→ **Document text**
++++++++

He said some investors are now targeting “mom-and-pop” owners who were affected by the law and are under pressure to sell.
“Maybe one of the units is vacant," Kopelowitz said. "I take care of the other tenants and I do a substantial rehab. And now I get the building out from regulation altogether.”
Meridian Capital Group Senior Executive Managing Director Helen Hwang said there is now a huge focus on spending time on getting investors comfortable with the assets, but pointed out there is a greater change happening for which the industry should be prepared.
“This is a different political environment ... And people say real estate is at an inflection point, I think the world is at an inflection point,” she said. “I think we have to be open to the fact that there's going to be some changes happening.”
Midtown Needs A Rebrand To Survive The Office Leasing Market
For most of 2019, the city’s office leasing market has been on fire, with record-high rents and better-than-expected leasing volume. Several office deals — like Facebook’s decision to sign a 1.5M SF, three-building lease at Hudson Yards and Google’s plan to establish an enormous headquarters in Hudson Square — are expected to define the city as it moves into the 2020s.
But major office moves to new buildings in Hudson Yards and Downtown have come at a cost: Midtown's perch as the city's dominant submarket.
“Midtown South is the preferred submarket for the millennials, so its path has become very clear. Midtown and Downtown are more complicated,” Colliers International NY Tri-State President Michael Cohen said, adding in the last quarter, the availability in Midtown was higher than Downtown for the first time in 10 years.
“Midtown is roughly down 10M SF of tenancy over the last 10 years … Most of the tenants that moved around this island have migrated out of Midtown.”
He told the audience that the submarket is now dealing with a “terrible” brand problem.
“One of the millennials in my office said that Midtown is where fun goes to die,” Cohen said. “2020 will be an interesting year to observe how Midtown rebrands itself. How long will it take, who will it attract and how will it evolve over the next 10 years?”

++++++++

→ **Check your understanding**
1/ Answer these questions using the real estate article:
(a) Which company plans to establish a large headquarters in Hudson Square?
(b) According to Michael Cohen, roughly how much tenancy has Midtown lost over the last 10 years?
(c) Which firm does Helen Hwang work for?
2/ Resume the real estate article after its final sentence, keeping its subject and tone.
The records are not needed for this work.

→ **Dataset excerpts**
++++++++

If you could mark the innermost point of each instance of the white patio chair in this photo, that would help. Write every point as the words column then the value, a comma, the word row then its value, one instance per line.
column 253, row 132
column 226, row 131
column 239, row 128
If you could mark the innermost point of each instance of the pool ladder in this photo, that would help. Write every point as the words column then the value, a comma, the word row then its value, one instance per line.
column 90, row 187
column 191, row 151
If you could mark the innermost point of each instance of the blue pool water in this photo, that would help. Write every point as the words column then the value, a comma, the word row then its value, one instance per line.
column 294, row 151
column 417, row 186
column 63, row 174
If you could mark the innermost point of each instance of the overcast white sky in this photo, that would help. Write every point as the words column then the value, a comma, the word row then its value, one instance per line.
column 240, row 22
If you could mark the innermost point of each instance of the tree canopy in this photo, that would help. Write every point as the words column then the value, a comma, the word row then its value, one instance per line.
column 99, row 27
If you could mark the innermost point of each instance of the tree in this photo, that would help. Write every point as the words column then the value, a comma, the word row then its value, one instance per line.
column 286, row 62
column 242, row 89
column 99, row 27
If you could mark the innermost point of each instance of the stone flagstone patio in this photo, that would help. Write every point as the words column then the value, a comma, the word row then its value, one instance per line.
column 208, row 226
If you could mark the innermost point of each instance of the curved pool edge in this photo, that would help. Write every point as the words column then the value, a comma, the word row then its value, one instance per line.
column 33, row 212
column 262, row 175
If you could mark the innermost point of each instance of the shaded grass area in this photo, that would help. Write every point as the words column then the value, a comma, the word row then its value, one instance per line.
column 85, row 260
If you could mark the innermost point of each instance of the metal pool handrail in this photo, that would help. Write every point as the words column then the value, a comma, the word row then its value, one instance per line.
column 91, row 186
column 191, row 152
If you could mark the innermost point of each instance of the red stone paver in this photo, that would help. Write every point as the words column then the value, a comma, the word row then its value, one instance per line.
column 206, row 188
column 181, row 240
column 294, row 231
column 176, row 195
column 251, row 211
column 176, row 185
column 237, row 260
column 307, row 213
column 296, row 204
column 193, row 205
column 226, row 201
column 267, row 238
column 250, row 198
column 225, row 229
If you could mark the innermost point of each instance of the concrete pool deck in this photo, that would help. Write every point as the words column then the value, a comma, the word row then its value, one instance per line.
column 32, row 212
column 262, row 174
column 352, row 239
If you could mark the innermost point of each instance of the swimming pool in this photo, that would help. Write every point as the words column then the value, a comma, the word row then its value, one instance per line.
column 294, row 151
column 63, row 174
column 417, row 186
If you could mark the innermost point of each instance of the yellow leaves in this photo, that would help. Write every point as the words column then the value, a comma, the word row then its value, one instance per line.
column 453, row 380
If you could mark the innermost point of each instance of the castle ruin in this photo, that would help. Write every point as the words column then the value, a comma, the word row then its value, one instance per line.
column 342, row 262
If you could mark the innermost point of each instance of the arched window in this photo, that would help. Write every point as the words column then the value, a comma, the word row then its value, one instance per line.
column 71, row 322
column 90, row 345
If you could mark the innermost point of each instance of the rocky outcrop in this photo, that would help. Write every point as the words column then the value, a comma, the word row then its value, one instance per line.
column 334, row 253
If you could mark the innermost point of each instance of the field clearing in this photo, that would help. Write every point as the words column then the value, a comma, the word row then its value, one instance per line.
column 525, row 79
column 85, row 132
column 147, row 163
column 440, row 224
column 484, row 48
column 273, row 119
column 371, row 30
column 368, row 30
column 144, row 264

++++++++

→ **Answers to the exercise**
1/
(a) Google
(b) Roughly 10M SF
(c) Meridian Capital Group

2/
How Operators Will Adjust To The Flat Hotel Market
It was more bad news for the hotel market this year, amid an environment of flat revenue per available room, rising costs and vast amounts of development in the pipeline.
In fact, in the words of Newmark Knight Frank co-Head of Lodging Adam Etra earlier this year, there was widespread optimism about 2019, but the first quarter turned about to be “really ugly.”
But where there is pain, there is always opportunity, panelists pointed out.
“Capital deals are hard to get done in New York. There's a bit of an oversupply,” Hodges Ward Elliot Managing Director Paul Gillen said. “But I think our guys would say that we've probably bottomed out, and there's probably some good opportunities there. There's plenty of product on the market.”
Hidrock Properties CEO Abie Hidary, who has developed multiple hotels in Manhattan, said the hospitality market has been flat for the past three years. In response, Hidrock has stayed profitable by finding savings.
“The important thing that we found, in hospitality is managing expenses ... managing payroll, having people doing the right jobs and keeping a lean staff providing what guests want when they come to New York City,” he said. “The hotels we are building have a great room, a clean bathroom, not a lot of amenity space and not a lot of staff, and what we found is that's a recipe for success.”